How do you prove $S=-\sum p\ln p$?

Question

How does one prove the formula for entropy $S=-\sum p\ln p$? Obviously systems on the microscopic level are fully determined by the microscopic equations of motion. So if you want to introduce a law on top of that, you have to prove consistency, i.e. entropy cannot be a postulate. I can imagine that it is derived from probability theory for general system. Do you know such a line?

Once you have such a reasoning, what are the assumptions to it? Can these assumptions be invalid for special systems? Would these system not obey thermodynamics, statistical mechanics and not have any sort of temperature no matter how general?

If thermodynamics/stat.mech. are completely general, how would you apply them the system where one point particle orbits another?

You'll probably want to research information theory. This is the Shannon entropy. Interestingly, it's a constant of motion for Hamiltonian systems! You have a very interesting question, yet the answer could fill books. — Kasper, Commented Sep 7, 2011 at 18:44
Shannon entropy exists, but it's still no answer why it is used in physics. Shannon entropy probably has some presuppositions. So why does physics satisfy these presuppositions? — Gere, Commented Sep 7, 2011 at 18:55
I guess the correct outline of an answer would be to start with classical thermodynamics and get to Carnot/reversible heat engine, find entropy as a state function, before delving into stat mech to give it a microscopic interpretation... Seems like a big job... — genneth, Commented Sep 7, 2011 at 23:02
The common Carnot argument wouldn't help. The question how it is supposed to be connected with all microscopic processes in general would still be as open as before. Someone must have tried that before? I know common literature but it's not in there :(; S is whatever people use for showing irreversibility. — Gere, Commented Sep 7, 2011 at 23:36

Ron Maimon · Accepted Answer · 2011-09-08 17:33:06Z

The theorem is called the noiseless coding theorem, and it is often proven in clunky ways in information theory books. The point of the theorem is to calculate the minimum number of bits per variable you need to encode the values of N identical random variables chosen from $1...K$ whose probabilities of having a value $i$ between $1$ and $K$ is $p_i$. The minimum number of bits you need on average per variable in the large N limit is defined to be the information in the random variable. It is the minimum number of bits of information per variable you need to record in a computer so as to remember the values of the N copies with perfect fidelity.

▶ _RECORDED DATA_

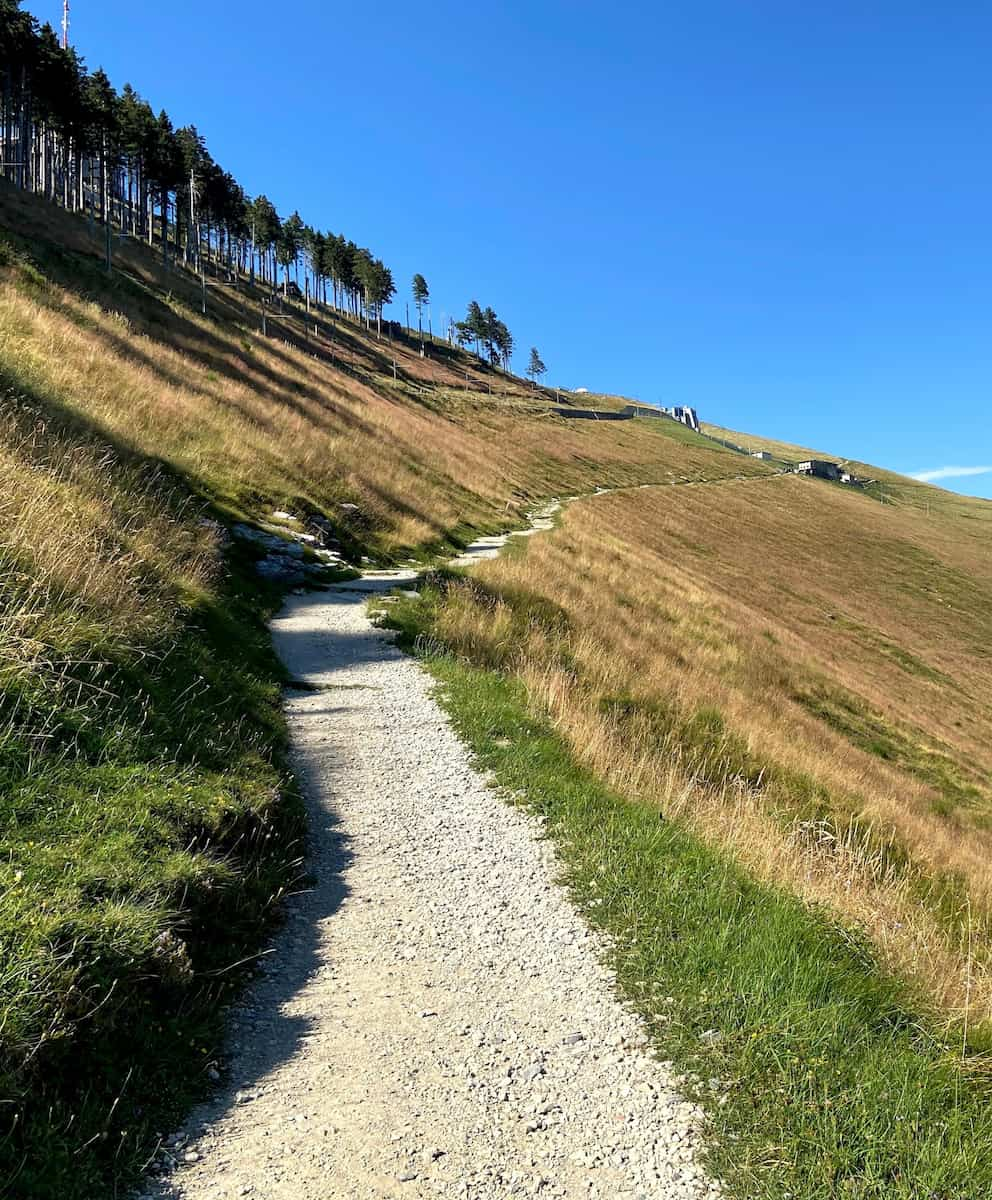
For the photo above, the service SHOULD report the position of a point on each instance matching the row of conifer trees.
(70, 136)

▶ _PROBLEM STATEMENT_
Resume the thread on proving the entropy formula, starting after its final sentence. The material is unrelated to the thread on proving the entropy formula.

▶ _OUTPUT OF THE EXERCISE_
If the variables are uniformly distributed, the answer is obvious: there are $K^N$ possiblities for N throws, and $2^{CN}$ possiblities for $CN$ bits, so $C=\log_2(k)$ for large N. Any less than CN bits, and you will not be able to encode the values of the random variables, because they are all equally likely. Any more than this, you will have extra room. This is the information in a uniform random variable.

For a general distribution, you can get the answer with a little bit of law of large numbers. If you have many copies of the random variable, the sum of the probabilities is equal to 1,

$$ P(n_1, n_2, ... , n_k) = \prod_{j=1}^N p_{n_j}$$

This probability is dominated for large N by those configurations where the number of values of type i is equal to $Np_i$, since this is the mean number of the type i's. So that the P value on any typical configuration is:

$$ P(n_1,...,n_k) = \prod_{i=1}^k p_i^{Np_i} = e^{N\sum p_i \log(p_i)}$$

So for those possibilities where the probability is not extremely small, the probability is more or less constant and equal to the above value. The total number M(N) of these not-exceedingly unlikely possibilities is what is required to make the sum of probabilities equal to 1.

$$M(N) \propto e^{ - N \sum p_i \log(p_i)}$$

To encode which of the M(N) possiblities is realized in each N picks, you therefore need a number of bits B(N) which is enough to encode all these possibilities:

$$2^{B(N)} \propto e^{ - N \sum p_i \log(p_i)}$$

which means that

$${B(N)\over N} = - \sum p_i \log_2(p_i)$$

And all subleading constants are washed out by the large N limit. This is the information, and the asymptotic equality above is the Shannon noiseless coding theorem. To make it rigorous, all you need are some careful bounds on the large number estimates.

Replica coincidences

There is another interpretation of the Shannon entropy in terms of coincidences which is interesting. Consider the probability that you pick two values of the random variable, and you get the same value twice:

$$P_2 = \sum p_i^2$$

This is clearly an estimate of how many different values there are to select from. If you ask what is the probability that you get the same value k-times in k-throws, it is

$$P_k = \sum p_i p_i^{k-1}$$

If you ask, what is the probability of a coincidence after $k=1+\epsilon$ throws, you get the Shannon entropy. This is like the replica trick, so I think it is good to keep in mind.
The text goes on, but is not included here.